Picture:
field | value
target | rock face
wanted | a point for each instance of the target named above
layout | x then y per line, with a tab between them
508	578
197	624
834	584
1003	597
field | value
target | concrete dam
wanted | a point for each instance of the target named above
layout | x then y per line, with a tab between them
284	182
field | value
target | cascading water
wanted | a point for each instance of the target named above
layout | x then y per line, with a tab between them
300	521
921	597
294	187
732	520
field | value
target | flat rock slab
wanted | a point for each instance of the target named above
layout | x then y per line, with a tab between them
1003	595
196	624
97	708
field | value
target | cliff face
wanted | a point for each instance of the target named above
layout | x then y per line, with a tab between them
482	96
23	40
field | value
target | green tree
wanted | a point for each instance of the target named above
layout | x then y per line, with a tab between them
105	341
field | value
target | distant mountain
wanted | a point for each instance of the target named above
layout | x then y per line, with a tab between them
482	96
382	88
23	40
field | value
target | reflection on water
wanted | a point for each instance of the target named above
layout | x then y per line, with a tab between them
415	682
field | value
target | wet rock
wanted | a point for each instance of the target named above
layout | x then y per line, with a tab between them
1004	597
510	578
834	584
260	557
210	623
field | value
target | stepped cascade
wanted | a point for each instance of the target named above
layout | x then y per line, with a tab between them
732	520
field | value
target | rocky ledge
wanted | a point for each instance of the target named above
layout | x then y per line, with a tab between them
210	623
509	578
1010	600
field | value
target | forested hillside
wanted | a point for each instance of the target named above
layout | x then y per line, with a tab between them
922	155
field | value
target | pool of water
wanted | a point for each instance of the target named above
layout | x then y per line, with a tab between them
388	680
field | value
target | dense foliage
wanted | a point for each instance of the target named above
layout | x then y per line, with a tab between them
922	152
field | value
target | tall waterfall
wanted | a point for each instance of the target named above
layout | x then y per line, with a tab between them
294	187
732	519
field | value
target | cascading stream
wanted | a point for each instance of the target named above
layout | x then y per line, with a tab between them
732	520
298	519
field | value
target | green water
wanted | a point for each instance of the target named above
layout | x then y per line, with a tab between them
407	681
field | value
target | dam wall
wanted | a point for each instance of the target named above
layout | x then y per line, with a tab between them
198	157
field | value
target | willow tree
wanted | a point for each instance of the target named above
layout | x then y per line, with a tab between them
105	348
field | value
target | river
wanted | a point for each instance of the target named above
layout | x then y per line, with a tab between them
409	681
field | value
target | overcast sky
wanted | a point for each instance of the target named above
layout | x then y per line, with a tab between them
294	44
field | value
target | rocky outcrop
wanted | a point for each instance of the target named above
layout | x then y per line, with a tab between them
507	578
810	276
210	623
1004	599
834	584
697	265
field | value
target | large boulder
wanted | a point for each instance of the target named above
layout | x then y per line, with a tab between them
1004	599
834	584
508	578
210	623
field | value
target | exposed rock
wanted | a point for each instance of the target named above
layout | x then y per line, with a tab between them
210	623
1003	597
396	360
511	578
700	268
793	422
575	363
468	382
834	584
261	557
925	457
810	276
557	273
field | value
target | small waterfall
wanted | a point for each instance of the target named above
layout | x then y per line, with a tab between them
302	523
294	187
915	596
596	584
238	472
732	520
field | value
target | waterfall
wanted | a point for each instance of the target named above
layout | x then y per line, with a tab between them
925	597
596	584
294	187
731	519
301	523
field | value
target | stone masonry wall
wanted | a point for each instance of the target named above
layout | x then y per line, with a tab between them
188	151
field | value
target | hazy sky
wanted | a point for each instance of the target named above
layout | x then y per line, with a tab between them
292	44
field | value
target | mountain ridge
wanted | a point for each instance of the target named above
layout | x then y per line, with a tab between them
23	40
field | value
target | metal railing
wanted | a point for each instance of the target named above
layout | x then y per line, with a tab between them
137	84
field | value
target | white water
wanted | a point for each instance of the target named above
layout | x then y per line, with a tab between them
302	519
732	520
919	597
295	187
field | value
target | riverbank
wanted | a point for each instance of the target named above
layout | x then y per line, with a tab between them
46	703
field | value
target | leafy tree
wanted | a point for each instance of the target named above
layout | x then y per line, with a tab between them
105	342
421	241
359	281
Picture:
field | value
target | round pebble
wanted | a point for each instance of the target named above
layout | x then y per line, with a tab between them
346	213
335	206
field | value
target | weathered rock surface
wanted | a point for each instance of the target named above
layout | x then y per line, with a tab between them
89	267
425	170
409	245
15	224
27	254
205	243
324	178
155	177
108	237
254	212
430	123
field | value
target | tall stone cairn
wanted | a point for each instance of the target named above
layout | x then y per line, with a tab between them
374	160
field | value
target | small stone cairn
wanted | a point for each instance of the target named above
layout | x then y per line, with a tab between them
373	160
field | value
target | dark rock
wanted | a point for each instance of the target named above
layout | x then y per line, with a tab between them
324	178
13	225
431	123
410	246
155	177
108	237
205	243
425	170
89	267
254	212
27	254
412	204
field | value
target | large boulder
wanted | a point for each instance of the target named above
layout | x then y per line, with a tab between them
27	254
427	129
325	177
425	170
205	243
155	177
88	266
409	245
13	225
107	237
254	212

========

Copy the entries above exactly, leaving none out.

* Reply
Picture:
field | value
target | rock face
wanted | a point for each instance of the target named above
layout | x then y per line, with a tab between them
508	578
197	624
834	584
1003	597
field | value
target | concrete dam
wanted | a point for each instance of the target named above
layout | x then y per line, with a tab between them
284	182
field | value
target | cascading water
wanted | a point for each instance of the target named above
layout | x then y per line, with a tab between them
300	521
921	597
294	187
732	520
field | value
target | flat rock slab
wanted | a point for each instance of the target named above
layout | x then y per line, with a tab between them
1003	595
196	624
97	708
field | value
target | cliff face
wanted | a point for each instance of the target named above
layout | x then y per line, with a tab between them
482	96
23	40
field | value
target | green tree
wanted | a point for each instance of the target named above
layout | x then y per line, with a tab between them
105	341
field | value
target | distant mountain
wanted | a point for each instance of the target named above
layout | x then y per line, with a tab between them
482	96
382	88
23	40
field | value
target | reflection on water
wanted | a point for each instance of the target named above
layout | x then y per line, with a tab between them
415	682
field | value
target | wet rock
wanted | a point for each instance of the target named above
layout | x then y per line, with a tab between them
1004	597
510	578
834	584
260	557
210	623
field | value
target | stepped cascade
wanted | a point for each instance of the target named above
layout | x then y per line, with a tab between them
732	520
field | value
target | rocky ledge
wanted | a point for each instance of the target named above
layout | x then y per line, with a tab between them
210	623
509	578
1010	600
field | value
target | forested hillside
wanted | a point for each instance of the target named above
layout | x then y per line, with a tab between them
922	155
field | value
target | pool of water
wanted | a point for each instance of the target named above
layout | x then y per line, with a tab between them
388	680
field | value
target | dense foliage
wanted | a point for each instance of the target named above
layout | x then y per line, with a tab between them
922	152
field | value
target | tall waterfall
wanted | a point for each instance of the target named above
layout | x then y per line, with a tab between them
294	187
732	519
field | value
target | cascading stream
wanted | a point for each instance of the target named above
layout | x then y per line, with a tab between them
732	520
298	519
field | value
target | green water
wanted | a point for each instance of the target named above
layout | x then y per line, with a tab between them
407	681
field | value
target | dam wall
wanted | a point for each instance of the target named above
layout | x then y per line, with a tab between them
198	157
field | value
target | willow tree
wanted | a point for each instance of the target named above
layout | x then y per line, with a tab between them
105	348
field | value
target | river
wanted | a point for each instance of the target named above
layout | x then y per line, with a tab between them
409	681
field | value
target | overcast sky
wanted | a point for each instance of the target named above
layout | x then y per line, with a tab between them
294	44
field | value
target | rocky outcrop
wanted | a point for each instance of the target named above
layout | x then y per line, with a tab between them
507	578
810	276
210	623
1004	599
834	584
697	265
field | value
target | large boulder
wanted | a point for each instance of the target named above
layout | x then y per line, with a tab between them
1004	599
834	584
508	578
210	623
field | value
target | exposed rock
wanted | a point for each instance of the target named above
layout | x then y per line, with a tab between them
210	623
1003	597
396	360
511	578
700	268
793	422
575	363
468	382
834	584
261	557
925	457
810	276
557	273
field | value
target | small waterfall
wanted | a point for each instance of the target named above
layout | x then y per line, with a tab between them
302	523
294	187
915	596
596	584
238	472
732	520
field | value
target | waterfall
wanted | a point for each instance of the target named above
layout | x then y per line, with a tab between them
925	597
596	584
294	187
731	519
301	523
field | value
target | stone masonry wall
wanted | a point for each instance of the target named above
layout | x then y per line, with a tab between them
188	151
field | value
target | hazy sky
wanted | a point for each instance of the target named above
layout | x then y per line, with a tab between them
292	44
field | value
target | mountain ridge
wanted | a point for each instance of the target named above
layout | x then y per line, with a tab between them
23	40
field | value
target | metal railing
wanted | a point for each instance of the target named above
layout | x then y per line, with a tab between them
137	84
field | value
target | white water
wanted | a point for each instance of the target named above
layout | x then y per line, with a tab between them
302	519
732	520
919	597
295	187
field | value
target | riverbank
wanted | a point for each instance of the target named above
layout | x then y per line, with a tab between them
46	703
field | value
target | leafy tree
wanted | a point for each instance of the target named above
layout | x then y per line, with a tab between them
105	342
421	241
359	281
Picture:
field | value
target | round pebble
wanted | a point for each instance of the target named above
layout | x then y per line, with a tab between them
346	213
335	206
field | value
target | weathered rock surface
wanted | a point for each instance of the target named above
layout | x then y per line, with a tab between them
89	267
425	170
409	245
15	224
27	254
205	243
324	178
155	177
108	237
254	212
430	123
field | value
target | tall stone cairn
wanted | a point for each instance of the target named above
layout | x then y per line, with a tab between them
374	160
field | value
target | small stone cairn
wanted | a point for each instance of the target named above
layout | x then y per line, with a tab between them
373	160
field | value
target | dark rock
wanted | a point for each instance of the target named above
layout | x then y per line, with a tab between them
324	178
13	225
431	123
410	246
155	177
108	237
205	243
425	170
89	267
254	212
27	254
412	204
field | value
target | large boulder
wanted | a point for each instance of the target named above
layout | x then y per line, with a tab between them
27	254
427	129
325	177
425	170
205	243
155	177
88	266
409	245
13	225
107	237
254	212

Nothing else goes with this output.